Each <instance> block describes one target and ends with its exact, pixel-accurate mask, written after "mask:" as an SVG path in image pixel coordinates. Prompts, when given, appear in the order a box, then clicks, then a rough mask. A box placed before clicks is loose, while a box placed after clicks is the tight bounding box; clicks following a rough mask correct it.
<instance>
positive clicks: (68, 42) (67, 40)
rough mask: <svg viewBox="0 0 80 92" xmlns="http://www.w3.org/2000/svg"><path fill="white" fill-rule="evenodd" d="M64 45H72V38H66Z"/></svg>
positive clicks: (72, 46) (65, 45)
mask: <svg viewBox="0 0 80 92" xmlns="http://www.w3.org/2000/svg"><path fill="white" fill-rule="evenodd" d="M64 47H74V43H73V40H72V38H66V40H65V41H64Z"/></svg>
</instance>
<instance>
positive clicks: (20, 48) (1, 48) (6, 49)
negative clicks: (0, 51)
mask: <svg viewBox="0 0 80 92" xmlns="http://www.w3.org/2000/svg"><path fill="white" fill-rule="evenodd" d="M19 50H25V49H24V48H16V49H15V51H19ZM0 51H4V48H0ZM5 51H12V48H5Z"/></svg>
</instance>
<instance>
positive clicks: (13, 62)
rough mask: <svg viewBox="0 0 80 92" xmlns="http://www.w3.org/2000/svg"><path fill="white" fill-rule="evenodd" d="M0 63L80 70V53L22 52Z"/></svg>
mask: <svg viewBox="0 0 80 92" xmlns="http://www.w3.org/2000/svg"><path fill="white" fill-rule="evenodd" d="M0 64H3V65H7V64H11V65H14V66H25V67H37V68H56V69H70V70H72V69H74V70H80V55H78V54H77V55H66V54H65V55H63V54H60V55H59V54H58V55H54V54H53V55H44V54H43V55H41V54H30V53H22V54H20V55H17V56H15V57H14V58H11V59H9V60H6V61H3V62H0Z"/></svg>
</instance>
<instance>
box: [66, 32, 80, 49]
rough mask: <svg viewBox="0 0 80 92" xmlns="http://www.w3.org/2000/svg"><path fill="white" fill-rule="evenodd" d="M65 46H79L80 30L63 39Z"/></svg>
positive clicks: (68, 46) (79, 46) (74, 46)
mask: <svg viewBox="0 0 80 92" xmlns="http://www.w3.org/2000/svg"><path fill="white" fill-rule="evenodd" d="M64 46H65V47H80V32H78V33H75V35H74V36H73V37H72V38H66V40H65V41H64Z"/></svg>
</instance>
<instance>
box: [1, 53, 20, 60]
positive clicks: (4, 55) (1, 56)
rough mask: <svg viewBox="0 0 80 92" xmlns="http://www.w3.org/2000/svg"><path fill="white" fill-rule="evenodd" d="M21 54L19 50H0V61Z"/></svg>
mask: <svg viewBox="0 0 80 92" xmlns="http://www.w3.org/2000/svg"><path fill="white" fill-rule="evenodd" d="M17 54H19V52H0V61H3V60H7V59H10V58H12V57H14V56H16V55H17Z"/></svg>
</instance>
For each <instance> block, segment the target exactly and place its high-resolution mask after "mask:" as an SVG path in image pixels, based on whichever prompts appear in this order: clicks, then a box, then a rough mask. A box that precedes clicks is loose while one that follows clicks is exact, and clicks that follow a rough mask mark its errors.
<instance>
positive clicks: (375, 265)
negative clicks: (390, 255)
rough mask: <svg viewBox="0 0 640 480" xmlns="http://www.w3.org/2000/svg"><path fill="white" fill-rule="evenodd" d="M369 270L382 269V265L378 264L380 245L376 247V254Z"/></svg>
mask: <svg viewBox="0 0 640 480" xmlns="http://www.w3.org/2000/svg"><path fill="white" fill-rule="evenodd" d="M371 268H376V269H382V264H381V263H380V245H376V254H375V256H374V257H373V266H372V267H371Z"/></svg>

+ + + +

§ What is needed
Look through the records above for the string "block", then copy every line that has it.

§ Answer for the task
Each <instance> block describes one target and ends with its exact, pixel-accurate mask, written after "mask:" as an SVG path in image pixel coordinates. Prompts, when given, appear in the order a box, then clicks, then a rough mask. A box placed before clicks is loose, while a box placed after clicks is the tight bounding box; clicks following a rough mask correct it.
For each <instance> block, segment the target exactly and place its high-resolution mask after "mask:" as an SVG path in image pixels, based on whichever prompts appear in this order: clicks, then a box, then a rough mask. A box that precedes clicks is loose while one that follows clicks is exact, and clicks that follow a rough mask mark its errors.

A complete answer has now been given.